[Text extract]
>> begin

This comforting view of the all-conquering nature of capitalism gained acceptance not merely because of what was then believed to be the unanswerable nature of its deductive reasoning. More than that its basis lay in the very visible progress of eighteenth century capitalism and European civilisation. However when there were marked difficulties in capitalist expansion from around 1810 to the 1840s the mood changed. Optimism changed to criticism and there started a period of critical enquiry, particularly into distribution as against production, which had been the main concentration of economists during Adam Smith’s time.

The work of David Ricardo (1792-1823) belongs to this period. He was an economist who participated wholeheartedly in the practical issues affecting the capitalist class of the day. He thus was a champion of the cause of free trade and opposition to landlords, issues which he also supported by economic theory. However he also pointed out contradictions in the capitalist system which Smith had overlooked. One important such point was the tendency of the rate of profit to decline. More significant however was his basic general labour theory of value. It pointed out, for the first time, that labour was the source of all value and that the capitalists and landlords appropriated in the form of profit and rent respectively the surplus which the worker produced over and above what he received back as wages. Ricardo however did not lead his labour theory of value to its logical social conclusions. He did not clearly point out that the capitalist in fact exploited the worker and it was necessary to do away with capitalists to do away with exploitation. A group of Ricardian ‘labour economists’ however soon arose in Britain who made this analysis.

Such analysis and critique of capitalism would however not have gained much weight if the earlier period of continuous rapid capitalist expansion had continued. However the capitalist system had started facing crises, first the localised crises in particular manufacturing and financial sectors of the economy from 1793, and then the all encompassing periodic general crises of 1825-26, 1836-37, 1839-42, 1846-48, etc. Economists like Sismondi, Wade and others too had started locating the cause of the crises in the nature of the capitalist system itself. In such a situation it was therefore but natural that as contradictions sharpened, particularly after 1830, even Ricardian theories started being looked upon with suspicion by the bourgeoisie. In fact some bourgeois writers saw Ricardo as the source of inspiration for agitators and disrupters in society. While such direct and immediate inspiration from Ricardo’s works may have not been that significant, he definitely provided the groundwork for a much more serious and enduring offensive on the basis of capitalism. It was his labour theory of value and other contributions of the classical economists that Marx developed upon while making his critique of capital.

>> end

[Raw records]
>> begin

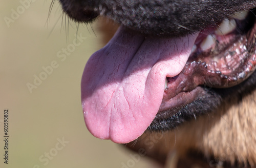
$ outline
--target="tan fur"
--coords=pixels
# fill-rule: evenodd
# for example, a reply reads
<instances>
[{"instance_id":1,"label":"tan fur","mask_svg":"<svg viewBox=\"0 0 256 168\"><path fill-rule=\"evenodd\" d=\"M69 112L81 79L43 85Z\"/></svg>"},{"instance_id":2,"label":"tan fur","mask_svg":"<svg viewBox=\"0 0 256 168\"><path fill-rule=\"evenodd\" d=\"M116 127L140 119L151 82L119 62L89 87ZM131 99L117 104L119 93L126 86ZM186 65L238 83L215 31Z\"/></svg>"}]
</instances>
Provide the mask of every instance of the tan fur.
<instances>
[{"instance_id":1,"label":"tan fur","mask_svg":"<svg viewBox=\"0 0 256 168\"><path fill-rule=\"evenodd\" d=\"M180 157L191 149L200 150L207 157L234 163L248 162L256 165L256 91L244 96L233 97L216 112L185 123L163 135L145 134L134 148L144 148L153 157L174 152ZM155 138L154 138L155 137ZM145 139L157 139L148 149ZM151 145L150 147L151 147ZM210 166L211 161L208 160ZM211 166L213 166L212 165ZM217 165L216 165L216 167Z\"/></svg>"}]
</instances>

>> end

[Exercise set]
**1)** Answer from the Ricardo passage:
(a) What had been the main concentration of economists during Adam Smith's time?
(b) Which tendency of the capitalist system does the passage name as one important point that Smith had overlooked?
(c) Which two economists are named as locating the cause of the crises in the nature of the capitalist system itself?
**2)** Resume the Ricardo passage from its last sentence, keeping its line of argument.

[Answers for the tasks]
**1)**
(a) Production.
(b) The tendency of the rate of profit to decline.
(c) Sismondi and Wade.

**2)**
Socialist Theories

Meanwhile as classical bourgeois liberalism started losing much of its Enlightenment confidence in the inevitability and desirability of progress, a new ideology, socialism, started reformulating the truths of the eighteenth century. Reason, science and progress were its firm foundation. The socialists of this period were thus no mere repetition of dreamers in a perfect society of common ownership that periodically appear throughout history. They did not long for the return of some idyllic pre-industrial society. Rather their distinguishing feature was that they all accepted the Industrial Revolution which created the very possibility of modern socialism. They attempted to take the industrial society forward to a more rational, more scientific stage.

The first active manifestation of socialism after the French Revolution was the conspiracy of Gracchus Babeuf. Babeuf and the Babouvists took their philosophy in the main from Rousseau and the utopianists of the Enlightenment. Their basic premise was the idea of equality. They thus aimed at the abolition of private property, equal distribution of wealth irrespective of the work done, no right to inheritance, no large cities, and that all would be compelled to do physical work and live in the same manner. The Babouvists planned to seize power through a conspiracy, and then the conspirators were supposed to rule on behalf of the masses, until the people were educated and able to rule through elected bodies. Babeuf’s conspiracy was detected in 1796 and he was executed. His ideas were to some extent carried on by Louis Blanqui. The Babouvist programme was not expressed in specific class categories but merely talked in terms of rich and poor or people and tyrants. It however was one of the first attempts at an economic criticism of private property as the foundation of society.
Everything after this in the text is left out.